Only the lines of the data below from the one with "# test: mark one point on the white ceiling, one" through the one with "# test: mark one point on the chandelier candle" are wanted. Repeat them exactly.

─── RECORDS PROVIDED ───

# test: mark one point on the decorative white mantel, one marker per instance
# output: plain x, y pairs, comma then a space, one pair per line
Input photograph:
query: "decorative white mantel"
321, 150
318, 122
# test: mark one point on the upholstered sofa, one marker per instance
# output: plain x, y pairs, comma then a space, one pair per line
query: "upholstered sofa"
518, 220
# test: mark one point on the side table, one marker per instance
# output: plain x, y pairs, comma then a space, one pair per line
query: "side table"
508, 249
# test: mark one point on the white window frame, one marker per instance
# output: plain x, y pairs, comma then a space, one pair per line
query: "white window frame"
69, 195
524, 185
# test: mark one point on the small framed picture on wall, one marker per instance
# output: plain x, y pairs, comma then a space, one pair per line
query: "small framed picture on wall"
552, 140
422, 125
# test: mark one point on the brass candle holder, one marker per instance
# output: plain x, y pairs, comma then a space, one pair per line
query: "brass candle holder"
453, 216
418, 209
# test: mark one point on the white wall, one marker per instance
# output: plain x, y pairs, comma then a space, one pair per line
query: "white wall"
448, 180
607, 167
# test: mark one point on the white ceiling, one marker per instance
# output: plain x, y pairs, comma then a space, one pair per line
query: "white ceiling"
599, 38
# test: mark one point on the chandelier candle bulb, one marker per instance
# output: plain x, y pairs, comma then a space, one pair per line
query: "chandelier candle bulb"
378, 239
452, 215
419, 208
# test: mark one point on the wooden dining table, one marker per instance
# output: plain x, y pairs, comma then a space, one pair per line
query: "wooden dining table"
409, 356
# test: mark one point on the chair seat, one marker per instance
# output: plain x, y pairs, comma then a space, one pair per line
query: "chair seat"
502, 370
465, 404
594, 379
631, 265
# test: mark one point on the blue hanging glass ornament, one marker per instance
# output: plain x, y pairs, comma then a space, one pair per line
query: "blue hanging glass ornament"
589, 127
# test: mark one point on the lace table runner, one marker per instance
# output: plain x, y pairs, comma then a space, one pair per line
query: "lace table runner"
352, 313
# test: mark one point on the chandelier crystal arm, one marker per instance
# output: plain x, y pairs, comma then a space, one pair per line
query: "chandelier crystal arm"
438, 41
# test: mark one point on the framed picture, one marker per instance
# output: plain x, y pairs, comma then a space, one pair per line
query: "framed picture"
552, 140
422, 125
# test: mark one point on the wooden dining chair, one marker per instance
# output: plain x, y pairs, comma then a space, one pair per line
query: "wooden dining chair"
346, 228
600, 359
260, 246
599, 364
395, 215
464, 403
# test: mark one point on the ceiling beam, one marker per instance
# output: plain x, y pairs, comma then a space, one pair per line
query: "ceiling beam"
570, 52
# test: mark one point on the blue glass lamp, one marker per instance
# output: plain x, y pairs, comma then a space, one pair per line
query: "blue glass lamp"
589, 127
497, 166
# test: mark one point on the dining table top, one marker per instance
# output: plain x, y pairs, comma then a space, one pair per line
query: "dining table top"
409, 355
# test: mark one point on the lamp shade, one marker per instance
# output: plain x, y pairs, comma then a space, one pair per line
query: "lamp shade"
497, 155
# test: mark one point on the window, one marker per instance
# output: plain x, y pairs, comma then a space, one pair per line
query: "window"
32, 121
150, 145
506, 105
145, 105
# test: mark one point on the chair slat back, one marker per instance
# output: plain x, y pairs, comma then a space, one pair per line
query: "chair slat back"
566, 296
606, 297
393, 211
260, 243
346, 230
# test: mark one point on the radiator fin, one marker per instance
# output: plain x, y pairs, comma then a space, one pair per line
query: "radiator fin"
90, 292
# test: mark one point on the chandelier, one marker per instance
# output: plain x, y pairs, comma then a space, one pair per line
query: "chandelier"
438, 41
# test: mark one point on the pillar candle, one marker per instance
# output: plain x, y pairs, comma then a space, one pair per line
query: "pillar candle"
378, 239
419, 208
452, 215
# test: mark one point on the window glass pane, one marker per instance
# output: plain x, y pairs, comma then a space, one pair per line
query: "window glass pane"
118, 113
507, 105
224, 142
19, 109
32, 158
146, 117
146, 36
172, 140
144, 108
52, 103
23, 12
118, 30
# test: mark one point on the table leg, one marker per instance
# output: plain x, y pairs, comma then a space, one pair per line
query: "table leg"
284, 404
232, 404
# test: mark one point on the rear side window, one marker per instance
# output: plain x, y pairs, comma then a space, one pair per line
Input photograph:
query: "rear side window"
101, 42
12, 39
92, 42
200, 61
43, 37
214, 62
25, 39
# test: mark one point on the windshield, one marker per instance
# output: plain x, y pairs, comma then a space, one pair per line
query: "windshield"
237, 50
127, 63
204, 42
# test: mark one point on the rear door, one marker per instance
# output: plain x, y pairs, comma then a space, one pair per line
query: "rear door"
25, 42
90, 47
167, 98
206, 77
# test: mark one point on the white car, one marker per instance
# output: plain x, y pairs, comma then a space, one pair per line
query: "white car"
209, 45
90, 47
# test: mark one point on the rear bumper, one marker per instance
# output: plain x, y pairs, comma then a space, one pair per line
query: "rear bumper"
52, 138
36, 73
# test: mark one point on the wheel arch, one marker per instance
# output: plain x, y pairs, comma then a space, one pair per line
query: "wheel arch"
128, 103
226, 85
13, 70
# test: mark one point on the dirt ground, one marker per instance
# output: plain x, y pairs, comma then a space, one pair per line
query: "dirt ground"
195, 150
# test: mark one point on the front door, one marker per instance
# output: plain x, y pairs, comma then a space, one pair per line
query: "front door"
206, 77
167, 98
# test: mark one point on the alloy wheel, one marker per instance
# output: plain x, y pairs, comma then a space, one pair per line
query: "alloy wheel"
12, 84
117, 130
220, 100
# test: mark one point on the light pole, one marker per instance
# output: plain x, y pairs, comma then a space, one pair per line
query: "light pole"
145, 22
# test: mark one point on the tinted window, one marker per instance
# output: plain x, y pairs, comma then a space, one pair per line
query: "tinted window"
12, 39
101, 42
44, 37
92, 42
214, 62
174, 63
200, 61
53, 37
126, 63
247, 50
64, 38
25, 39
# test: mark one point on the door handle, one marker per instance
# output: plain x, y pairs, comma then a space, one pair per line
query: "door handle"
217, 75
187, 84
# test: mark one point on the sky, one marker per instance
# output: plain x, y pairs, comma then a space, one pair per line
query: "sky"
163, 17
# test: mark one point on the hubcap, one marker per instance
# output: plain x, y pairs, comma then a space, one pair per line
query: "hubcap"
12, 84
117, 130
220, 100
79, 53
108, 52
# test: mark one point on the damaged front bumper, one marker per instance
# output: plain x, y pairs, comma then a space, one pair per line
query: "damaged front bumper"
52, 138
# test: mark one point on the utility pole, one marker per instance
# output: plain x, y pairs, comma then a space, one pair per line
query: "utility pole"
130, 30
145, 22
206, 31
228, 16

───

• EXPECTED ANSWER:
# test: mark one point on the white ceiling, one marker per instance
# output: plain x, y pairs, comma then a space, one pair per line
query: "white ceiling"
599, 38
# test: mark one point on the chandelier candle bulb, one marker per instance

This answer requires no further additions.